::: EXERCISE INPUT

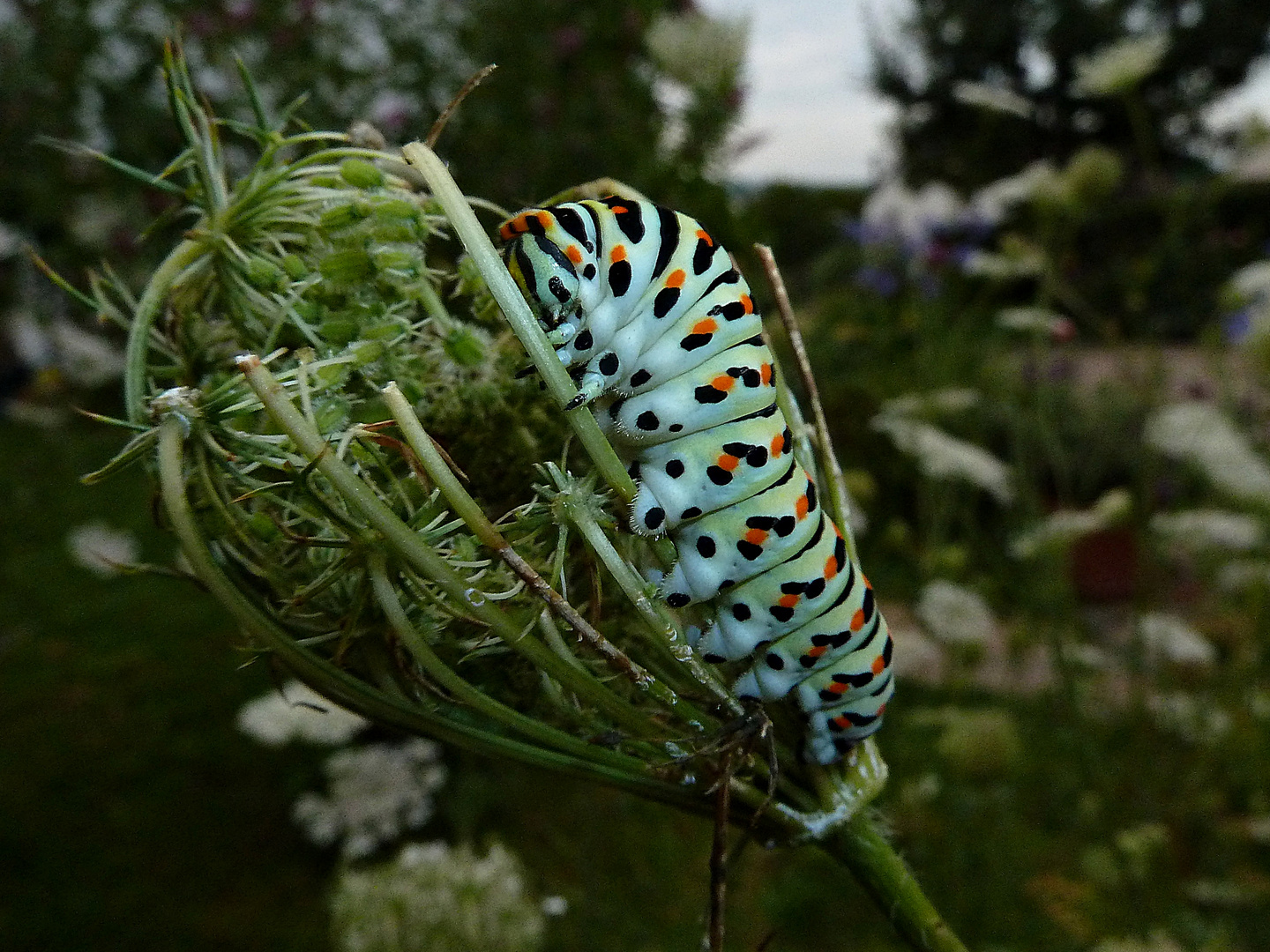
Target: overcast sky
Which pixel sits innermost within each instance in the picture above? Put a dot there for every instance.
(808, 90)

::::::
::: EXERCISE INPUT

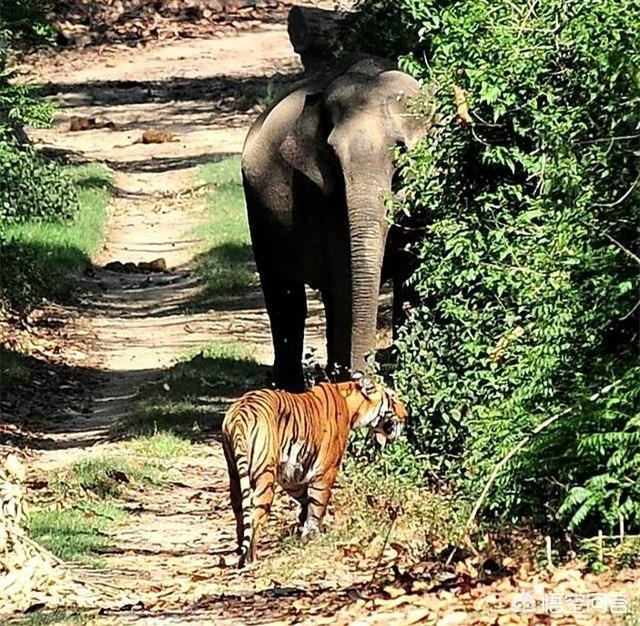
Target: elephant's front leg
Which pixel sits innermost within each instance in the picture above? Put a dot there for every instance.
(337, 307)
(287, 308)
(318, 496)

::::::

### AIM OF THE EXERCISE
Pull out every line of the rows above that contains the string "Target", matching case exactly.

### COMPLETED EXERCISE
Target: overcast sky
Target: elephant's front leg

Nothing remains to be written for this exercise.